Problem requirements
Quote each line exactly, from the line that contains "Locate the cut" down to the last line of the listing, and no other lines.
----
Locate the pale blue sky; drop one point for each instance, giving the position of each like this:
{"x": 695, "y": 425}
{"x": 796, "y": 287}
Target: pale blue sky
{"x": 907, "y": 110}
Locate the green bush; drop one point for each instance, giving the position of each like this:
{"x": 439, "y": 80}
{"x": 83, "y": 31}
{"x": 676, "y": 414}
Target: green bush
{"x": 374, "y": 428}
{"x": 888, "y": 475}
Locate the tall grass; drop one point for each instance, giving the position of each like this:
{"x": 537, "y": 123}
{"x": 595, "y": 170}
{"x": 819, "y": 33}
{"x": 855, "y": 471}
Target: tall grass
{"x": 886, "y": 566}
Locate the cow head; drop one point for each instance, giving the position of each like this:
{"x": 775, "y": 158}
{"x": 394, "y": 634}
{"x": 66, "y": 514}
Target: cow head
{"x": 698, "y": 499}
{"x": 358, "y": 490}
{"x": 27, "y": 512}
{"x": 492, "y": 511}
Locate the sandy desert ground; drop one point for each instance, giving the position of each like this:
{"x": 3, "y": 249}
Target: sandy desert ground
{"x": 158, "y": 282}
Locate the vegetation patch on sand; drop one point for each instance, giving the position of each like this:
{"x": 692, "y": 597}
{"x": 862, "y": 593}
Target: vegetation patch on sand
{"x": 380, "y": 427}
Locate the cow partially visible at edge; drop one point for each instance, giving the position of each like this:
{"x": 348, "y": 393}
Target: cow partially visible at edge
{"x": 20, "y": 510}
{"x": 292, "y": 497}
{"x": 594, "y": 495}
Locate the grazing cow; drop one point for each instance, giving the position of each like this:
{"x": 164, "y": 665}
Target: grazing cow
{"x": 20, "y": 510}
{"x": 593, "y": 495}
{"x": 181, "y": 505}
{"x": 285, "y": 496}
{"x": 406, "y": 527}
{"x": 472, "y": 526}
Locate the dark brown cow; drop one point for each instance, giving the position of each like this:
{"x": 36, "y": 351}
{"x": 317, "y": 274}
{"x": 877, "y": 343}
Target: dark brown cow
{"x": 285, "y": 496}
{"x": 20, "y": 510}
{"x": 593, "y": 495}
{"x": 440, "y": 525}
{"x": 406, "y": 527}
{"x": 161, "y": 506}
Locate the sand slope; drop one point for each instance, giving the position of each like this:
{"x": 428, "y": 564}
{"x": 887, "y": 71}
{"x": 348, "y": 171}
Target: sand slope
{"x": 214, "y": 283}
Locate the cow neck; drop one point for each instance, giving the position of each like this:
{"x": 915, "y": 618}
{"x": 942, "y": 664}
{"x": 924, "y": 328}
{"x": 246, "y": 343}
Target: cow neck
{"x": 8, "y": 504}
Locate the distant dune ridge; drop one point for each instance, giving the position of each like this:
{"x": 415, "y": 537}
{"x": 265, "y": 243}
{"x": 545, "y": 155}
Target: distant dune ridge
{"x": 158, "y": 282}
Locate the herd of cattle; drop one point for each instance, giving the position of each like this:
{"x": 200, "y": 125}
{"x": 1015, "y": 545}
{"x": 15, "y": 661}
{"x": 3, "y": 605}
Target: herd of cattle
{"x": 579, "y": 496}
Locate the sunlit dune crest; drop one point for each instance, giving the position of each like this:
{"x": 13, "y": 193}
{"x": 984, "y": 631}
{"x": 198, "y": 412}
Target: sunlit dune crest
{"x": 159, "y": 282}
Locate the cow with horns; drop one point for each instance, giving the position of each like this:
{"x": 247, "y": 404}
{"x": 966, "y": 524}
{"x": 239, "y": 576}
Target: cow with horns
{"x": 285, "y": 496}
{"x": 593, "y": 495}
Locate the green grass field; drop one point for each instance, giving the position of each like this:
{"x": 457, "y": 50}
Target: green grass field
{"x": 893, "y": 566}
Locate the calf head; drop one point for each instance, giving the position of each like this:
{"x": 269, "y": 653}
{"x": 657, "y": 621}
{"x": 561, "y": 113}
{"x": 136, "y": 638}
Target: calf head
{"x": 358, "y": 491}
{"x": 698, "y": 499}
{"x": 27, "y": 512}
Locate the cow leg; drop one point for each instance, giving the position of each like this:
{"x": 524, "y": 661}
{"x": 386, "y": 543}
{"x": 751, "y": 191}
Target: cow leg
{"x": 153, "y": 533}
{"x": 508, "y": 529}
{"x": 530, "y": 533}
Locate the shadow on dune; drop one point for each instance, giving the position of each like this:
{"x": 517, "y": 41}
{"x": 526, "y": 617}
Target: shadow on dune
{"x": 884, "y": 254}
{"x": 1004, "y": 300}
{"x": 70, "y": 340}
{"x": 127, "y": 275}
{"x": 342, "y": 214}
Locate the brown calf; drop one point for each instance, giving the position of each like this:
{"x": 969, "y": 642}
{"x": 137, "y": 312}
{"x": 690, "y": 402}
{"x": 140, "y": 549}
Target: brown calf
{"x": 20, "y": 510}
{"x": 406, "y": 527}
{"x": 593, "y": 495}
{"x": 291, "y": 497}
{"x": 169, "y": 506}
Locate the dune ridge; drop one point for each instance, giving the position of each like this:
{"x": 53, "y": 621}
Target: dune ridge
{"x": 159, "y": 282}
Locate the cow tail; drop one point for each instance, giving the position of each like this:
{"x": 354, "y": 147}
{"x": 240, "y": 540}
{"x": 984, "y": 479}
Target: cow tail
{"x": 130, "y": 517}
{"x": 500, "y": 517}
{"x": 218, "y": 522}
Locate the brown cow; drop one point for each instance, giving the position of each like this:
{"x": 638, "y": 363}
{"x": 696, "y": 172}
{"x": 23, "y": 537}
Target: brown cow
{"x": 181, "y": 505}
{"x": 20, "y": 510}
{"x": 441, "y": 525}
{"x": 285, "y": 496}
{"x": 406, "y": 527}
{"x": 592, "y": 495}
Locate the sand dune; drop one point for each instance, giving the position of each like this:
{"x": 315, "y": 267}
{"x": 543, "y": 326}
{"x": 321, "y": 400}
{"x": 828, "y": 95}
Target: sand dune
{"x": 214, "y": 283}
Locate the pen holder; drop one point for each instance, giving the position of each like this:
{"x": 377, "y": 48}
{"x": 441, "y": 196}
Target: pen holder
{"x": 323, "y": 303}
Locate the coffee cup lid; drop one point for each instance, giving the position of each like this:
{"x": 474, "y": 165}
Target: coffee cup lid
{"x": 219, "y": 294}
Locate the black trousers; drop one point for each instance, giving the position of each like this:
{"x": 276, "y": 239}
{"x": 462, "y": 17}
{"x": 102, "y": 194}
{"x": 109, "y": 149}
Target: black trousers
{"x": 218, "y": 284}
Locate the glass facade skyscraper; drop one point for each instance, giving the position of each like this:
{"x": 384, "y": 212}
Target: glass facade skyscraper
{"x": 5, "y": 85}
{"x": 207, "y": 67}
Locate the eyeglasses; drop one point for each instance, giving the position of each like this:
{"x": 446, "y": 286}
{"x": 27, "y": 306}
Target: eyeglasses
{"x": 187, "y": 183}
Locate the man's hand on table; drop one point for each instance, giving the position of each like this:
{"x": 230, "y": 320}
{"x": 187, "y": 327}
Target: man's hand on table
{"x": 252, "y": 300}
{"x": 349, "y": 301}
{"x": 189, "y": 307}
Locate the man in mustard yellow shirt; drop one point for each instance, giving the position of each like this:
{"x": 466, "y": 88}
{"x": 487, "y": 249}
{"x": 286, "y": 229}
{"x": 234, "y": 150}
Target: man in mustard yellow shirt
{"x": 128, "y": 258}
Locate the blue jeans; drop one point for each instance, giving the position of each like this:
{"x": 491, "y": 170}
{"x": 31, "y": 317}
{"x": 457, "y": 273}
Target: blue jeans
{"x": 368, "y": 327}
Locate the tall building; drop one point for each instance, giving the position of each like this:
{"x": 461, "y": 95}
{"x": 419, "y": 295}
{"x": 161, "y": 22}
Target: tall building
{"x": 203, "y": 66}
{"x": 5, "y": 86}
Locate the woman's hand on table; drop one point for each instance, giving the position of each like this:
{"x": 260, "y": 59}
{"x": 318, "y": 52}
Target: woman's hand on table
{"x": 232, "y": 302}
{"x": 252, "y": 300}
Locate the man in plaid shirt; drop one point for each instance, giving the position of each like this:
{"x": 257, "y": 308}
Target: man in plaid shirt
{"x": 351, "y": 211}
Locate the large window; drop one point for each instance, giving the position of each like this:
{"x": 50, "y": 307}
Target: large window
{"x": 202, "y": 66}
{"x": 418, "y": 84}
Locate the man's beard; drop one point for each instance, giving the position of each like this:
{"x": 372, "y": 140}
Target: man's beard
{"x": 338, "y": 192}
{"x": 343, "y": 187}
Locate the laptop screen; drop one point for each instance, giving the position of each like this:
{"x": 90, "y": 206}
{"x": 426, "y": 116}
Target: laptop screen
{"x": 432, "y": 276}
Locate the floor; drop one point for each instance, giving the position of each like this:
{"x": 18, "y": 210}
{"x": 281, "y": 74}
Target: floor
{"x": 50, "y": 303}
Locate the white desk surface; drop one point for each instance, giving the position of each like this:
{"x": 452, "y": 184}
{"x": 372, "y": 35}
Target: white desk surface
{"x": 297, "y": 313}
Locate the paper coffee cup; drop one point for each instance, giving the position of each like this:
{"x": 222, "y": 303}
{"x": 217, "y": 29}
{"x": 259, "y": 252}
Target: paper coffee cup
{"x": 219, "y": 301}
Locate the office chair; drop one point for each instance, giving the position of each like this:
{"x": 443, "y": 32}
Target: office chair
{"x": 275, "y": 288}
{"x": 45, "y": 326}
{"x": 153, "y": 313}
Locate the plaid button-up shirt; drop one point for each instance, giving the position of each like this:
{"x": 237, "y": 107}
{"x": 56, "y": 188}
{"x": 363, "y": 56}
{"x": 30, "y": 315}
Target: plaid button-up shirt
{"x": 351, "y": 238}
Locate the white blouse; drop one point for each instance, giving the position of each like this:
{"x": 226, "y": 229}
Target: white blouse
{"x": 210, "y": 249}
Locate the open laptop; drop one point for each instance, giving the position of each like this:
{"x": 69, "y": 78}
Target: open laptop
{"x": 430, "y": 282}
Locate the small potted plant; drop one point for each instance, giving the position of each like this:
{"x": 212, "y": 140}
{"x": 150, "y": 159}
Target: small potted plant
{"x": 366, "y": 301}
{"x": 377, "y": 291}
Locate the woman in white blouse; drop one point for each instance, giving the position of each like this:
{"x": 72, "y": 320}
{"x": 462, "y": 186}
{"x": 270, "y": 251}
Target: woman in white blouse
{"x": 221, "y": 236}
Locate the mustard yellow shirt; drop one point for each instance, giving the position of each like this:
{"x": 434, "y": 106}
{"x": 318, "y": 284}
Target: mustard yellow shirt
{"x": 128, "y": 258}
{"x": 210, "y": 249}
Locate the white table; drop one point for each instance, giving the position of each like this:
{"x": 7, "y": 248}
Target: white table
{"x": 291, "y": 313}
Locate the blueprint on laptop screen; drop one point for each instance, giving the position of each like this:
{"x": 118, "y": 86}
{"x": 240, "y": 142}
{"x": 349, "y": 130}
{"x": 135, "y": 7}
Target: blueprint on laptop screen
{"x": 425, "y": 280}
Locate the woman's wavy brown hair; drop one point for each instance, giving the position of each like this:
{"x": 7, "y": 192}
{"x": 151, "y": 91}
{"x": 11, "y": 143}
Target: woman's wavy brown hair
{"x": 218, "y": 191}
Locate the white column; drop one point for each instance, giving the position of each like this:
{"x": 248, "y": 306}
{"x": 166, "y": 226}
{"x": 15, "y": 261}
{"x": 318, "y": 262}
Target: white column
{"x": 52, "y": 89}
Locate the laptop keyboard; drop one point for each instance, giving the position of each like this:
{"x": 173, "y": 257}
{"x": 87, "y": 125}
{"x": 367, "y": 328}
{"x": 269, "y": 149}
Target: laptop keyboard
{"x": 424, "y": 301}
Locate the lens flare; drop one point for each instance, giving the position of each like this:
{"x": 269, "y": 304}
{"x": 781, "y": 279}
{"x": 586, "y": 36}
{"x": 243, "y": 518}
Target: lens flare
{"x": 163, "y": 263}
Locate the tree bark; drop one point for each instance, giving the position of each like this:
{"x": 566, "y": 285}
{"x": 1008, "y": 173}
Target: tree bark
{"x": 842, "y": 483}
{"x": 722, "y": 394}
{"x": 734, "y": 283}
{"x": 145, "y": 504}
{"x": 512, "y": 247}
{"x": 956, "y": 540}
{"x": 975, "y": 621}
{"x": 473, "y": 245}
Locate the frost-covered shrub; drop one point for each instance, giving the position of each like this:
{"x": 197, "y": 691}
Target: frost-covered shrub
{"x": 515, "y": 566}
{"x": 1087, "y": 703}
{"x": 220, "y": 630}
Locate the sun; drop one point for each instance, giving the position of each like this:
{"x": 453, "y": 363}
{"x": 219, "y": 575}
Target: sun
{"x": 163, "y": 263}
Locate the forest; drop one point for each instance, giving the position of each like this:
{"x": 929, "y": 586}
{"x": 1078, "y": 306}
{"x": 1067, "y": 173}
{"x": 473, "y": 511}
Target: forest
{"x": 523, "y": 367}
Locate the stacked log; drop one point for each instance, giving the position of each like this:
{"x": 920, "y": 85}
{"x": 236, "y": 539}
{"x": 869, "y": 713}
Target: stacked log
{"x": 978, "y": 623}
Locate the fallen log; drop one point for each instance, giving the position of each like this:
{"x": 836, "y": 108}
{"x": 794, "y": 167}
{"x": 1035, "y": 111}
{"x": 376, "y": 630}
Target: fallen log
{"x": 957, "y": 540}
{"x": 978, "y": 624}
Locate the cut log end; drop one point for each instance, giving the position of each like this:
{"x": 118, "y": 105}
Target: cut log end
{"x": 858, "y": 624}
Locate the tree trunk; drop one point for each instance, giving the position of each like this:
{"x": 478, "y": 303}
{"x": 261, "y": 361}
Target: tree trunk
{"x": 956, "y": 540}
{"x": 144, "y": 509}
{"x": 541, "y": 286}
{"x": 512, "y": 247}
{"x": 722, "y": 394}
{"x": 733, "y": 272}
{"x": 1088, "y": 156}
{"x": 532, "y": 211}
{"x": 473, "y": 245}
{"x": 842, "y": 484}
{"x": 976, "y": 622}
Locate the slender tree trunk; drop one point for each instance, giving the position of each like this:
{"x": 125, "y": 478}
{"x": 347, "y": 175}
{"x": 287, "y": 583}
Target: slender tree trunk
----
Finished answer
Locate the cut log end; drop one point for each instance, giving the position of each like this:
{"x": 118, "y": 105}
Target: cut log end
{"x": 858, "y": 624}
Locate the tree trunk; drop one point for each instance, giving the position of each like this:
{"x": 478, "y": 303}
{"x": 261, "y": 361}
Target: tree trunk
{"x": 956, "y": 540}
{"x": 144, "y": 509}
{"x": 541, "y": 286}
{"x": 512, "y": 247}
{"x": 722, "y": 394}
{"x": 733, "y": 272}
{"x": 1088, "y": 156}
{"x": 532, "y": 211}
{"x": 473, "y": 245}
{"x": 842, "y": 484}
{"x": 976, "y": 622}
Locate the slender tree trunk; drop one point for each instance, giving the position of each like this:
{"x": 125, "y": 478}
{"x": 347, "y": 175}
{"x": 287, "y": 583}
Target: slender tree trunk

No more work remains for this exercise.